◆ TAREFA CURTA A
Reescreva de forma mais breve o parágrafo do texto sobre barricas que começa por "Guardar e fazer evoluir um vinho", mantendo os seus factos principais.
◆ TAREFA CURTA B
De acordo com o texto sobre barricas, quantos hectares desta floresta de carvalhos se encontram em Nevers?
◆ TAREFA CURTA C
No texto fornecido, reproduza o trecho entre "À medida que" e "os nossos vinhos.", inclusive, substituindo "Nevers" por "Tronçais".

◆ TEXTO FORNECIDO
☆ ☆ ☆ ☆ ☆
Viagens

Barricas. Pela floresta francesa à procura da melhor expressão para um vinho

Berthomieu Ermitage

À medida que entramos na floresta, a perspetiva altera-se e a dimensão dos carvalhos torna-se cada vez mais impressionante. As árvores maiores cravam-se terra dentro numa base que dois homens não podem abraçar, têm perto de 200 anos e repetem-se horizonte fora numa imponência que define a própria floresta. Estamos em Nevers, centro de França, onde se encontram 8 mil hectares desta riqueza extraordinária e destas árvores que, nos seus melhores exemplares, garantem aquilo que aqui nos trouxe: as barricas de carvalho onde envelhecemos os nossos vinhos.

 

Berthomieu Ermitage

 

Guardar e fazer evoluir um vinho em madeira é coisa ancestral e comum, mas aqui há uns anos, quando o mestre Anselmo Mendes iniciava o seu processo de experimentação procurando novas soluções para a fermentação e estágio dos seus vinhos, a questão ganhou uma nova complexidade. Quando comecei a trabalhar com o mestre fui desde logo um privilegiado, aprendi muito, e entre tantas experiências fantásticas vivi também a descoberta destas madeiras que, hoje, nos garantem aquilo que mais procuramos, que é sempre a autenticidade e o equilíbrio dos vinhos.
☆ ☆ ☆ ☆ ☆
◆ EXCERTOS DE DADOS
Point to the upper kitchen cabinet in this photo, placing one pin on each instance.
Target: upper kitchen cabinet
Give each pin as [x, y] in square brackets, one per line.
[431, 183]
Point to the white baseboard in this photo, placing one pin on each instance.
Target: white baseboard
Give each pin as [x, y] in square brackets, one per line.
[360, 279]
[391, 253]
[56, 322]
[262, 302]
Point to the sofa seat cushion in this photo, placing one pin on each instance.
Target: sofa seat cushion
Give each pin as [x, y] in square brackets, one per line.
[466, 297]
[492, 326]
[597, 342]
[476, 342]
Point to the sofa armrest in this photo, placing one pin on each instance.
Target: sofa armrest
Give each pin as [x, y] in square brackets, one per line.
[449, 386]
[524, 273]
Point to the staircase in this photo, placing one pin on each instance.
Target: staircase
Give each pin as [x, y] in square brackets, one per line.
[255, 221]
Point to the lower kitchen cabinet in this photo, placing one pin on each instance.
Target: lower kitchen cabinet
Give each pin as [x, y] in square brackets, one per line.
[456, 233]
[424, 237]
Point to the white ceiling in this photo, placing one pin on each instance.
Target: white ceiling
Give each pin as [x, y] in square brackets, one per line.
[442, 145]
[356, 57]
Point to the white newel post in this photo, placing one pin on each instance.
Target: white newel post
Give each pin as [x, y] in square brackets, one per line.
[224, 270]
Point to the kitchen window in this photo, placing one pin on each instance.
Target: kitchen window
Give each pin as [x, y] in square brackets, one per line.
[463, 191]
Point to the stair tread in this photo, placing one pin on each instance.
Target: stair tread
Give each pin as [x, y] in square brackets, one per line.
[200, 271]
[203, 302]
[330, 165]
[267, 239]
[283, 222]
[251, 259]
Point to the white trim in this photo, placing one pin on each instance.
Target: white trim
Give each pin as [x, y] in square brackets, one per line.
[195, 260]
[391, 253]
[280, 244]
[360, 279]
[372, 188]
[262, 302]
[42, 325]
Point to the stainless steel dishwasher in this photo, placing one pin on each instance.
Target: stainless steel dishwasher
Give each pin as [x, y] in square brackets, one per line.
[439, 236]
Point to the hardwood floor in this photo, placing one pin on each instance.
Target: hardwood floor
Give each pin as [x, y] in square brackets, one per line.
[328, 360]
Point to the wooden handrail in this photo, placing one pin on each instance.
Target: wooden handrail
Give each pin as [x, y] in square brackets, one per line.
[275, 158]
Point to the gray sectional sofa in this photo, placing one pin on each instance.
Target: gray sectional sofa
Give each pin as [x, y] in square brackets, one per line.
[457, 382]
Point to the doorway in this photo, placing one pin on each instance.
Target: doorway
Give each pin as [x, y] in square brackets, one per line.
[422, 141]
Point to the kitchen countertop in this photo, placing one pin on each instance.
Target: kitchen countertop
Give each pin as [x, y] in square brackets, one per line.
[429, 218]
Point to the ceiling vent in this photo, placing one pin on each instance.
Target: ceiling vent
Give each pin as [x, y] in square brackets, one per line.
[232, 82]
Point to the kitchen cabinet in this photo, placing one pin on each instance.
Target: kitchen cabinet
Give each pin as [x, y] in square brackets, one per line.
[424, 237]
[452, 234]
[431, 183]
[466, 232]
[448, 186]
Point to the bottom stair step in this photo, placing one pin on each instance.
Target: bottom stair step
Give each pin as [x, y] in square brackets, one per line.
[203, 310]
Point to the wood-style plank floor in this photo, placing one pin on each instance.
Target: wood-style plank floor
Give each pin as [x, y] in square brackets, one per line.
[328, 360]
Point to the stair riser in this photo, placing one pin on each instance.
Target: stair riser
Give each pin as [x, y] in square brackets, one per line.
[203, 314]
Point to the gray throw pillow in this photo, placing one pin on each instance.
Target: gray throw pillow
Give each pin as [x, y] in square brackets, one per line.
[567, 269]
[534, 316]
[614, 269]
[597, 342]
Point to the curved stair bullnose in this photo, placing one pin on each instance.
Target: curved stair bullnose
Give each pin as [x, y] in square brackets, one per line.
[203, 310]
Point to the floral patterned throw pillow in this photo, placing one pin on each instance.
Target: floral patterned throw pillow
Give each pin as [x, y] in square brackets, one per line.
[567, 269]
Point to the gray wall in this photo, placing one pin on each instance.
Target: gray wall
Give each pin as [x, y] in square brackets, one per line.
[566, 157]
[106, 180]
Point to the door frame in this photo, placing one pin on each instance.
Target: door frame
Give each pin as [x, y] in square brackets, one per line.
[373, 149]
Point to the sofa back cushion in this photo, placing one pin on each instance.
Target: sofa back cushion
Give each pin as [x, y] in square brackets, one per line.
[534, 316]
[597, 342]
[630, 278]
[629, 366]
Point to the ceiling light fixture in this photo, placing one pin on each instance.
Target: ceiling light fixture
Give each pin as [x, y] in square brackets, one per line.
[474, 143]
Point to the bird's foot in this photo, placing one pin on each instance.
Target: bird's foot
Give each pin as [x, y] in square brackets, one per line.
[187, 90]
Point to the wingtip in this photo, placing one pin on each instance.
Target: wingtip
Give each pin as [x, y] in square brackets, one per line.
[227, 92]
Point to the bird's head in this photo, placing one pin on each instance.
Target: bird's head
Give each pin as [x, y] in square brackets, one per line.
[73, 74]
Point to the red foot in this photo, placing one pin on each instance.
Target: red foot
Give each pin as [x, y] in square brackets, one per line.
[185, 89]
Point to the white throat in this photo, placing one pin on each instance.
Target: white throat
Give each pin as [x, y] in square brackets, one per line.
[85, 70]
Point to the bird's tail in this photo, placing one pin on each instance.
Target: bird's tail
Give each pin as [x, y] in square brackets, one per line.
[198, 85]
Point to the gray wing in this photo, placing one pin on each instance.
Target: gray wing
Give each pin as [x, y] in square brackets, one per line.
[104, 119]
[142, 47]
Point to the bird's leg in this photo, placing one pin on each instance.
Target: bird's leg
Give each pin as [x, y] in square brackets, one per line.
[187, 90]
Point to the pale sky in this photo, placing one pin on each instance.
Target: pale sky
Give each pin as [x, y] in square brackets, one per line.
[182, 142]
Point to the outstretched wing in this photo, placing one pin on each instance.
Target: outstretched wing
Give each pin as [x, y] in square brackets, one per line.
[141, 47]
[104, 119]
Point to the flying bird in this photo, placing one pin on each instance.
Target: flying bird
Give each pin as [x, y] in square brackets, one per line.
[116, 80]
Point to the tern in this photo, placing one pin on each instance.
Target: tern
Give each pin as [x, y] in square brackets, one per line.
☆ ☆ ☆ ☆ ☆
◆ RESPOSTA A
Envelhecer vinho em madeira é prática antiga e comum, mas ganhou nova complexidade quando o mestre Anselmo Mendes começou a experimentar novas soluções para a fermentação e o estágio dos seus vinhos. Trabalhar com ele foi um privilégio: aprendi muito e descobri estas madeiras, que hoje garantem o que mais procuramos, a autenticidade e o equilíbrio dos vinhos.

◆ RESPOSTA B
8 mil hectares.

◆ RESPOSTA C
À medida que entramos na floresta, a perspetiva altera-se e a dimensão dos carvalhos torna-se cada vez mais impressionante. As árvores maiores cravam-se terra dentro numa base que dois homens não podem abraçar, têm perto de 200 anos e repetem-se horizonte fora numa imponência que define a própria floresta. Estamos em Tronçais, centro de França, onde se encontram 8 mil hectares desta riqueza extraordinária e destas árvores que, nos seus melhores exemplares, garantem aquilo que aqui nos trouxe: as barricas de carvalho onde envelhecemos os nossos vinhos.